• _Task input_:
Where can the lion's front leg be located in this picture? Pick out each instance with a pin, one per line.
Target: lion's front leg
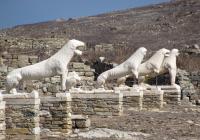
(63, 80)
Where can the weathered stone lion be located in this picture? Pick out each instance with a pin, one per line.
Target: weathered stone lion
(130, 66)
(55, 65)
(154, 63)
(164, 64)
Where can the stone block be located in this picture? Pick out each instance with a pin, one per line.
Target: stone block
(80, 121)
(33, 59)
(152, 99)
(77, 65)
(53, 88)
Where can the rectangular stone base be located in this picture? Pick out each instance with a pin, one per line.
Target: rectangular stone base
(24, 137)
(97, 102)
(172, 94)
(132, 98)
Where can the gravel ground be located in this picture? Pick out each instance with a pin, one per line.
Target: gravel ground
(173, 122)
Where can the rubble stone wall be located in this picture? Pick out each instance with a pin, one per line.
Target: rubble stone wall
(22, 114)
(56, 113)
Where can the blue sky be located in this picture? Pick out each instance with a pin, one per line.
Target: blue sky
(17, 12)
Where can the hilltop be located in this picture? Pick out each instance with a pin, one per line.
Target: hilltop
(169, 25)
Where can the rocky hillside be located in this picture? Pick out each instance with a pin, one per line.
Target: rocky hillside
(167, 25)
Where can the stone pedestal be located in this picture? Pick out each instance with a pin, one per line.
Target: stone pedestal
(22, 115)
(152, 99)
(172, 94)
(97, 102)
(132, 97)
(2, 118)
(56, 113)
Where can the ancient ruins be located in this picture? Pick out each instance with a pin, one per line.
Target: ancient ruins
(32, 114)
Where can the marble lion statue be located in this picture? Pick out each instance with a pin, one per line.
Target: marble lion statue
(55, 65)
(130, 66)
(154, 63)
(72, 79)
(168, 64)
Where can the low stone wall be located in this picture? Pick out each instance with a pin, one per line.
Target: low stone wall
(172, 94)
(97, 102)
(22, 115)
(2, 118)
(56, 113)
(152, 99)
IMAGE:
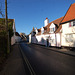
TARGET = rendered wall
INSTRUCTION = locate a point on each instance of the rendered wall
(70, 32)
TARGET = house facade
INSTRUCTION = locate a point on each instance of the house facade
(58, 33)
(16, 37)
(68, 28)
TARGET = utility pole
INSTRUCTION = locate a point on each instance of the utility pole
(6, 24)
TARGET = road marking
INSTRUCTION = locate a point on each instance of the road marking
(27, 62)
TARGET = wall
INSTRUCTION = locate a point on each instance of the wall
(29, 38)
(68, 35)
(58, 40)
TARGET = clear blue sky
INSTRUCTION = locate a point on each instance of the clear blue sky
(32, 13)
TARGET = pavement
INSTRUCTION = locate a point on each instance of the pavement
(14, 64)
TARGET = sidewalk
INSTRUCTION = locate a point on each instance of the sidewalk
(63, 51)
(14, 64)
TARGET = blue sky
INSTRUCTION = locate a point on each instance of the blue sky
(32, 13)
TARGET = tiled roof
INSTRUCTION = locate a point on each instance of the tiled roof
(47, 29)
(70, 15)
(56, 22)
(2, 23)
(17, 34)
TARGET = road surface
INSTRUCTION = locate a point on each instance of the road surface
(47, 62)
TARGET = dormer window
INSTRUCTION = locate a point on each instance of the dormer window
(36, 30)
(52, 28)
(42, 30)
(71, 23)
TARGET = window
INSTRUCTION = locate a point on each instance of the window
(73, 23)
(52, 29)
(69, 38)
(70, 24)
(42, 30)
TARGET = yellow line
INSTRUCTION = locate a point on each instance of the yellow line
(27, 62)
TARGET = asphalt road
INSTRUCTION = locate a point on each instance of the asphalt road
(47, 62)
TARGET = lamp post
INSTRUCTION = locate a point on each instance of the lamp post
(6, 24)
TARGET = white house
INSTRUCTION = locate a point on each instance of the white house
(16, 37)
(68, 28)
(60, 32)
(46, 35)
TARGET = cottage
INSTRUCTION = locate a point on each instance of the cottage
(68, 28)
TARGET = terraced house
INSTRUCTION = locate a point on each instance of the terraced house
(58, 33)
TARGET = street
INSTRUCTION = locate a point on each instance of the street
(47, 62)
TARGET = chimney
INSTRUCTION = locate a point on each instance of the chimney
(46, 22)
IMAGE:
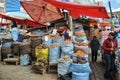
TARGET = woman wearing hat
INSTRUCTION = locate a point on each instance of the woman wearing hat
(110, 45)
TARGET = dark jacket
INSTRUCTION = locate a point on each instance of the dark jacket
(95, 45)
(107, 45)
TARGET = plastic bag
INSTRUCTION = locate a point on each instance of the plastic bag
(24, 59)
(54, 54)
(80, 76)
(63, 67)
(80, 68)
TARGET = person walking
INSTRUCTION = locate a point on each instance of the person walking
(15, 33)
(109, 46)
(95, 46)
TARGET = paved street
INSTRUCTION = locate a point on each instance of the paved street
(13, 72)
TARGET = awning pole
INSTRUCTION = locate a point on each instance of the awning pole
(70, 22)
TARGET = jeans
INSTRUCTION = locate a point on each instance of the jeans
(109, 64)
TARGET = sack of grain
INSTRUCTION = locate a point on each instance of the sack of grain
(15, 47)
(25, 48)
(35, 41)
(6, 50)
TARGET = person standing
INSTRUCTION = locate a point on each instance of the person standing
(15, 33)
(95, 46)
(66, 32)
(109, 46)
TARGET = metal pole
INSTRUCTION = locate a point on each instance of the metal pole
(111, 15)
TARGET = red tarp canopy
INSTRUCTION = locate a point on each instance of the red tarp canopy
(104, 24)
(77, 9)
(21, 21)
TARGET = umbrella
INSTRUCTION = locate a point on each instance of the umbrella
(41, 11)
(77, 9)
(18, 15)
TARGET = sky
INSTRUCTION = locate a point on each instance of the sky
(114, 3)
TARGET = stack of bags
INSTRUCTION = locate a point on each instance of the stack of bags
(54, 54)
(25, 50)
(67, 48)
(80, 67)
(39, 66)
(64, 65)
(42, 52)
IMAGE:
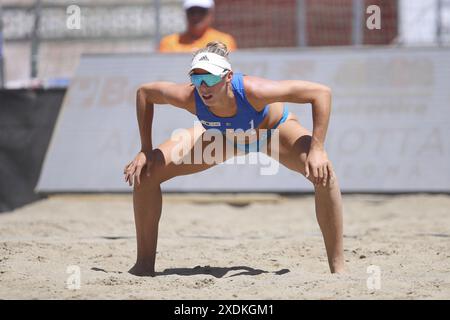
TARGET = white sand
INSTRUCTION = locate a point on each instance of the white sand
(269, 249)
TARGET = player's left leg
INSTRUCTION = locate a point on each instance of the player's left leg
(292, 151)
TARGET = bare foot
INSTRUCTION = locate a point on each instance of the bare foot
(142, 271)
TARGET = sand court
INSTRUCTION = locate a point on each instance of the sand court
(248, 246)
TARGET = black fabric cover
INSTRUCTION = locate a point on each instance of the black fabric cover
(27, 119)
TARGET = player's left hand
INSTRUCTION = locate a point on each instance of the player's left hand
(319, 166)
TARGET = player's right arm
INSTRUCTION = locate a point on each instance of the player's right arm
(149, 94)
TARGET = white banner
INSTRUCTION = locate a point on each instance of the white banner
(389, 129)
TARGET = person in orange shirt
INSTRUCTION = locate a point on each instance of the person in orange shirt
(200, 15)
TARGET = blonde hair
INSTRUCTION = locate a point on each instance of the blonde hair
(216, 47)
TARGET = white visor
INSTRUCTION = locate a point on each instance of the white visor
(211, 62)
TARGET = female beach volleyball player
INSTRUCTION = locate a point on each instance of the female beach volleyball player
(225, 100)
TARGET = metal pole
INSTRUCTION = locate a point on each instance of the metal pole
(2, 74)
(358, 25)
(157, 6)
(439, 22)
(302, 24)
(35, 39)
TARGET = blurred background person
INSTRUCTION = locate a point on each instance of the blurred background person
(200, 16)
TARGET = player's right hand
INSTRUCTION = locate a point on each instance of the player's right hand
(133, 169)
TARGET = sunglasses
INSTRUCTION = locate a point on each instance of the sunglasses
(208, 78)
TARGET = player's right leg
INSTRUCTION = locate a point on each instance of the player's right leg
(189, 154)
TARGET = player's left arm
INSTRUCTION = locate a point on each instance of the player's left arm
(263, 91)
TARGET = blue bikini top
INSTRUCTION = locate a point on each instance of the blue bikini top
(246, 117)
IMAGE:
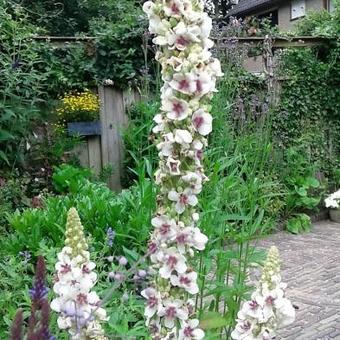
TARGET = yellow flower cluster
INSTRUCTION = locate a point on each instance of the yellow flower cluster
(79, 106)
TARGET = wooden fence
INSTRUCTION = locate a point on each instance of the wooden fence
(103, 146)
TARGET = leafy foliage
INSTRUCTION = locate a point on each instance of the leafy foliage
(299, 223)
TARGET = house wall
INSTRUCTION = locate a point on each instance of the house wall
(285, 23)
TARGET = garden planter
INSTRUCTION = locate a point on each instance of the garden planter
(334, 215)
(84, 128)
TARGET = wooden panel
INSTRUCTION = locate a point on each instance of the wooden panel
(81, 151)
(84, 128)
(111, 108)
(94, 151)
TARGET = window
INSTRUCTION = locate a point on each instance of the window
(298, 9)
(330, 5)
(272, 16)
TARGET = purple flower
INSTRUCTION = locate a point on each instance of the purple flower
(26, 255)
(122, 261)
(110, 235)
(39, 291)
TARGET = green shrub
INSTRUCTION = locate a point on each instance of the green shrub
(128, 213)
(299, 223)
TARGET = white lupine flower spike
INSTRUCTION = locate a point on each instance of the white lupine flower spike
(181, 29)
(268, 309)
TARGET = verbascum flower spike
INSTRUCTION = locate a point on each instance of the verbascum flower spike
(181, 30)
(16, 329)
(268, 309)
(76, 304)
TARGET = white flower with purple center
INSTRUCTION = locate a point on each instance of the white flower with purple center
(172, 262)
(171, 311)
(190, 331)
(153, 302)
(187, 281)
(183, 199)
(166, 227)
(202, 122)
(177, 109)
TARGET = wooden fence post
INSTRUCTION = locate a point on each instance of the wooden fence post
(113, 120)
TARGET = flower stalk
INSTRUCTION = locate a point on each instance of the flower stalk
(76, 304)
(268, 309)
(181, 31)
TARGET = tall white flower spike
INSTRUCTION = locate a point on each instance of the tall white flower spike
(268, 309)
(181, 30)
(77, 306)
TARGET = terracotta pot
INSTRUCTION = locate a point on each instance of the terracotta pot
(334, 215)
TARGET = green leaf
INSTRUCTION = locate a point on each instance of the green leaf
(213, 320)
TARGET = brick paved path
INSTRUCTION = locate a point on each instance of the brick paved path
(311, 267)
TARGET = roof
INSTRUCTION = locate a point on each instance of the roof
(249, 6)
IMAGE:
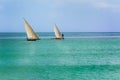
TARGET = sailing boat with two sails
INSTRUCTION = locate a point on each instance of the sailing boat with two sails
(31, 35)
(58, 33)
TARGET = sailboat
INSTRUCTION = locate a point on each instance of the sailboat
(31, 35)
(58, 33)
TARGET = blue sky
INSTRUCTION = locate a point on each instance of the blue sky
(69, 15)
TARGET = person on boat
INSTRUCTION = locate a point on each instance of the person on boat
(63, 36)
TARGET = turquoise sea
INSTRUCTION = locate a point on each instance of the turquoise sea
(80, 56)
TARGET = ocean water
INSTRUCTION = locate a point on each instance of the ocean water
(80, 56)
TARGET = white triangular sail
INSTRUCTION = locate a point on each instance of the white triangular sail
(57, 32)
(30, 32)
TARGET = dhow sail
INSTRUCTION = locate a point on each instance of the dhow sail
(57, 32)
(31, 35)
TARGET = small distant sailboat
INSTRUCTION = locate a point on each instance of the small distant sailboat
(31, 35)
(58, 33)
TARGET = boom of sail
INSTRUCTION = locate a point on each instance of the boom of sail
(31, 35)
(57, 32)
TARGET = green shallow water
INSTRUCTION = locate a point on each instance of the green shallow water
(68, 59)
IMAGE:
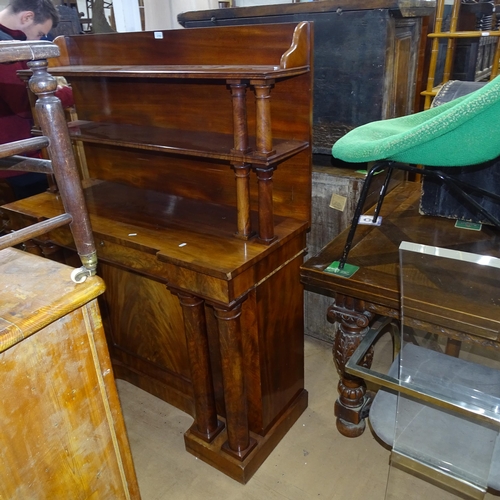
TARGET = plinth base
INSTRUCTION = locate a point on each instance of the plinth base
(242, 470)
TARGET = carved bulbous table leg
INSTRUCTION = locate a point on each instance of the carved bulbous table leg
(353, 323)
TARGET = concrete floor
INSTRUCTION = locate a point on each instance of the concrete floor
(313, 461)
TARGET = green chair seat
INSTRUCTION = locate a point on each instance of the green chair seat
(464, 131)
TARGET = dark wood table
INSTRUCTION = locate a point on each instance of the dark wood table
(374, 290)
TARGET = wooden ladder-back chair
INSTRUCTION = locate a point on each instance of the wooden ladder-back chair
(62, 165)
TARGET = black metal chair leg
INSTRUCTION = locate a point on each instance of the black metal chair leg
(378, 167)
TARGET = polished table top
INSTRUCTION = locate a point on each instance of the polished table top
(377, 282)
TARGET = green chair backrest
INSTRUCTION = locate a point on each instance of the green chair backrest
(465, 131)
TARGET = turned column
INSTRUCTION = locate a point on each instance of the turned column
(263, 130)
(241, 169)
(266, 211)
(206, 425)
(353, 324)
(264, 148)
(239, 443)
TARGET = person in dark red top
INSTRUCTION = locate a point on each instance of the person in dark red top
(23, 20)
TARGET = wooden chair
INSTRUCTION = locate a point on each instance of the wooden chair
(62, 164)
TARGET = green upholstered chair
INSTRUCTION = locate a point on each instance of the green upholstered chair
(461, 132)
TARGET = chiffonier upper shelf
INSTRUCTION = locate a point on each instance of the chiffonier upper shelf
(203, 144)
(197, 103)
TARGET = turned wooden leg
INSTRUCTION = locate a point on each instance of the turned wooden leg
(353, 323)
(239, 443)
(52, 121)
(206, 425)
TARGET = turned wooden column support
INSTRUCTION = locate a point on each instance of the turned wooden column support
(263, 129)
(206, 425)
(241, 169)
(239, 443)
(266, 210)
(353, 323)
(242, 174)
(240, 127)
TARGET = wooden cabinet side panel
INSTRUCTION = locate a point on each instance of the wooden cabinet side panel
(275, 375)
(401, 66)
(58, 437)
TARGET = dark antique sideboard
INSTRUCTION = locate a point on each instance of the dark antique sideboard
(366, 54)
(199, 192)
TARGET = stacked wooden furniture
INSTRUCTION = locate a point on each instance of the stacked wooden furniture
(63, 433)
(197, 145)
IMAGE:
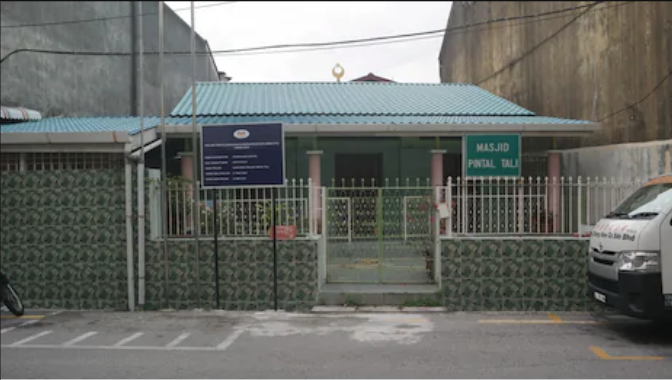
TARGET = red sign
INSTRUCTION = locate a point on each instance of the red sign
(284, 232)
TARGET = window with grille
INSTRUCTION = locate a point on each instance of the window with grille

• _What this task involves_: How many lines of the entries contain "grille"? Answer with a number alone.

• _Solution_: 2